SHORT TASK 1:
Which lines of the records below contain the string "photo"? Pull out each of them.

SUPPLIED TEXT:
HP EMS HARDWARE S B6191-90028 manual Tips for Hardware Monitoring

Page 16

Introduction

Hardware Monitoring Overview

Tips for Hardware Monitoring

Here are some tips for using hardware monitoring.

Keep hardware monitoring enabled to protect your system from undetected failures. Hardware monitoring is an important tool for maintaining high-availability on your system. In a high-availability environment, the failure of a hardware resource makes the system vulnerable to another failure. Until the failed hardware is repaired, the backup hardware resource represents a single-point of failure. Without hardware monitoring you may not be aware of the failure. But if you are using hardware monitoring, you are alerted to the failure. This allows you to repair the failure and restore high-availability as quickly as possible.

SHORT TASK 2:
Can you carry on the hardware monitoring tips above, picking up after their final sentence?

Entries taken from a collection
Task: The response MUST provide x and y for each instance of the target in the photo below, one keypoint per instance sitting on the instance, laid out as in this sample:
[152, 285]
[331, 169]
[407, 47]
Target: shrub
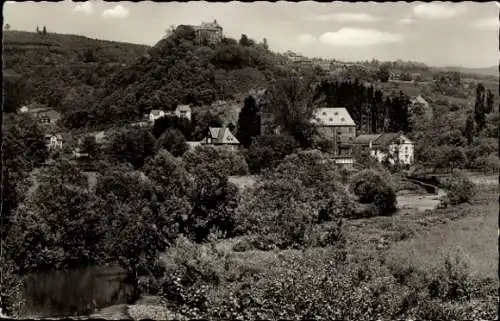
[223, 161]
[174, 141]
[370, 188]
[460, 188]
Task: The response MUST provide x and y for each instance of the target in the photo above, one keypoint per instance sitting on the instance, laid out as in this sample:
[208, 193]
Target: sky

TASK ANSWER 1:
Task: The response MUST provide x and y for each instance of the target in the photo below, one keypoint per instance sitting on the instance, laid out as in this sample:
Task: The response MUST provide x and y for each instance of the target in the photo above, one keypoint per instance sitting on the instance, laid out as in this sample:

TASK ANSWER 2:
Integrate the peripheral status monitor (PSM) into your MC/ServiceGuard strategy. An important feature of hardware monitoring is its ability to communicate with applications responsible for maintaining system availability, such as MC/ServiceGuard. The peripheral status monitor (PSM) allows you to integrate hardware monitoring into MC/ServiceGuard. The PSM gives you the ability to failover a package based on an event detected by hardware monitoring. If you are using MC/ServiceGuard, you should consider using the PSM to include your system hardware resources in the MC/ServiceGuard strategy. In addition, the necessary notification methods are provided for communicating with network management application such as HP OpenView.

Utilize the many notification methods available. The notification methods provided by hardware monitoring provide a great deal of flexibility in designing a strategy to keep you informed of how well your system hardware is working. The default monitoring configuration was selected to provide a variety of notification for all supported hardware resources. As you become familiar with hardware monitoring, you may want to customize the monitoring to meet your individual requirements.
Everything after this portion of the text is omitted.